◆ TEXT EXCERPT:
The following is a transcript of Palestinian Authority President Mahmoud Abbas's speech before the United Nations plenum.
Mr. President of the General Assembly of the United Nations, Mr.
Secretary-General of the United Nations, excellencies, ladies and
gentlemen.
At the outset, I extend my congratulations to H.E. Mr. Nassir
Abdulaziz AI-Nasser on his assumption of the presidency of the Assembly for this
session, and wish him all success.
I extend today my sincere
congratulations, on behalf of the Palestine Liberation Organization and the
Palestinian people, to the government and people of South Sudan for its deserved
admission as a full member of the United Nations, wishing them progress and
prosperity.
I also congratulate the Secretary- General, H.E. Mr. Ban
Ki-moon, on his election for a new term at the helm of the United Nations. This
renewal of confidence reflects the world’s appreciation for his efforts, which
have strengthened the role of the United Nations.

◆ DATA SHOWN:
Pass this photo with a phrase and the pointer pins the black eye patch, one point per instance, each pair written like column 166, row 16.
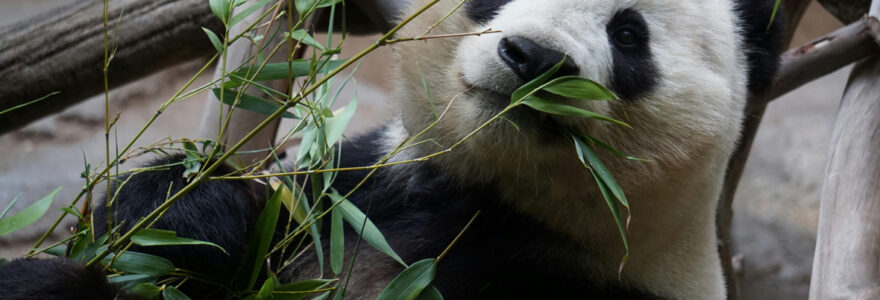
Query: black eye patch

◆ WHAT IS EXPECTED:
Answer these questions about the speech transcript:
(a) Which country does the speaker congratulate on its admission as a full member of the United Nations?
(b) On behalf of whom does he offer those congratulations?
(c) What does he congratulate the Secretary-General on?

◆ COMPLETED EXERCISE:
(a) South Sudan
(b) The Palestine Liberation Organization and the Palestinian people
(c) His election for a new term at the helm of the United Nations